- **EXTRACTED INFORMATION**

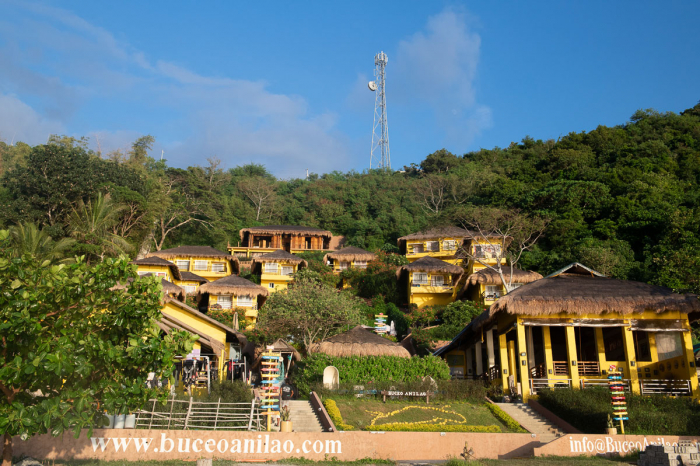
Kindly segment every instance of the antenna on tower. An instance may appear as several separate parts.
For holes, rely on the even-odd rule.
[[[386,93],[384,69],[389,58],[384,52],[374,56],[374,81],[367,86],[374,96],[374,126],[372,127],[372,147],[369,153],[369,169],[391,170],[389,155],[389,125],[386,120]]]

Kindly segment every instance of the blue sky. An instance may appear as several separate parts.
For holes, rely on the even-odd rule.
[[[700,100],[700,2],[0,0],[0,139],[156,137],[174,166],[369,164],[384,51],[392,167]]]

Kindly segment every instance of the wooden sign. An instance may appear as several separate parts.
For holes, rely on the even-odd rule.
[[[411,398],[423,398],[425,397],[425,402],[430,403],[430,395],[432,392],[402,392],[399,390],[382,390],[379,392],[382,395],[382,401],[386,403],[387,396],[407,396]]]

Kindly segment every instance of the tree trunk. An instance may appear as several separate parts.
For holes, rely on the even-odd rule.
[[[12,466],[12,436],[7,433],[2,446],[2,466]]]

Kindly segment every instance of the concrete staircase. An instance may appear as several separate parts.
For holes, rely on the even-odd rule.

- **EXERCISE INSTRUCTIONS**
Print all the records exactly, minus any images.

- **OUTPUT BELOW**
Kindly segment every instance of the antenna on tower. An instance may appear as several separate parts.
For holes, rely on the even-odd rule.
[[[386,93],[384,69],[389,58],[384,52],[374,56],[374,81],[367,86],[374,96],[374,126],[372,127],[372,147],[369,153],[369,169],[391,170],[389,155],[389,125],[386,120]]]

Kindly segment every instance of the blue sky. An instance may appear as several separate parts.
For holes, rely on the even-odd rule.
[[[700,100],[700,2],[0,0],[0,139],[156,137],[174,166],[369,164],[384,51],[392,167]]]

Kindly segment every instance of the wooden sign. An instance may appear as several separate parts.
For holes, rely on the even-odd rule.
[[[411,398],[423,398],[425,397],[425,402],[430,403],[430,395],[432,392],[402,392],[399,390],[382,390],[379,392],[382,395],[382,401],[386,403],[387,396],[407,396]]]

Kindly segment every instance of the tree trunk. An instance may appear as several separate parts.
For holes, rely on the even-odd rule.
[[[12,466],[12,436],[7,433],[2,446],[2,466]]]

Kindly segment every instance of the concrete staircase. An instance may appear as several separate parts.
For holes, rely on the even-odd rule.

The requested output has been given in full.